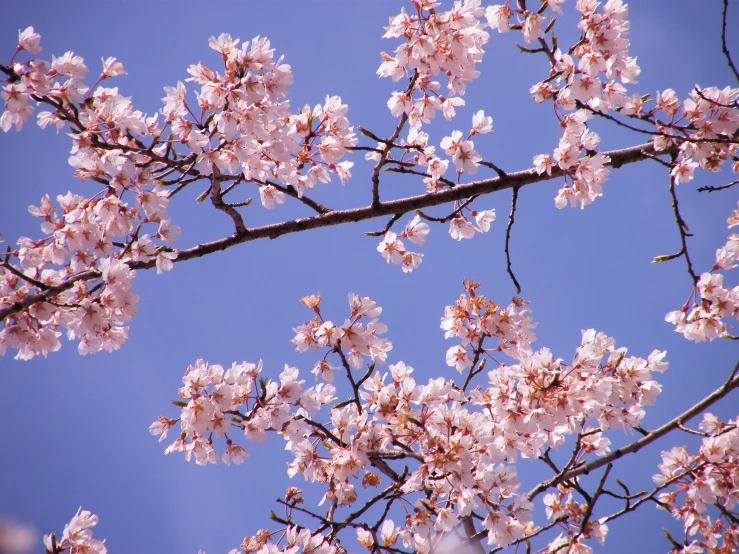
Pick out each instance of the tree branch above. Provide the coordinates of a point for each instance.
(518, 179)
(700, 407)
--
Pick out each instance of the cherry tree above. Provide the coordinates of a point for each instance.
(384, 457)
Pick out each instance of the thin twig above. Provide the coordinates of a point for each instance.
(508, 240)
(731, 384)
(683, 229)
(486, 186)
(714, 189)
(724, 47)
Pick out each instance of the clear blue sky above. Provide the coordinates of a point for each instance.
==
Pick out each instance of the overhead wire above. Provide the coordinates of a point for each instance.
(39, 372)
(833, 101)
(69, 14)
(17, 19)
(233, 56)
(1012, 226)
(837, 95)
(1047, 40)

• _Exercise prompt_: Please scale the rows above, beginning at the line that has "Pick out each instance of the cherry" and stopping after the line that has "Pick out each instance of the clear". Give every line in that span again, with the requests left as they are and each point coordinate multiplied by 2.2 and rounded to a whole number (halves round up), and give nothing else.

• _Exercise answer_:
Pick out each instance of the cherry tree above. Provide the coordinates of a point for each instance.
(845, 1005)
Pick out each instance of the thin twig above. Provide the coordinates of a point for each instance.
(1118, 528)
(1608, 845)
(1503, 504)
(1069, 409)
(1571, 416)
(1593, 103)
Pick out each instance of the clear blue sky above. Provide the coordinates of a point for each instance.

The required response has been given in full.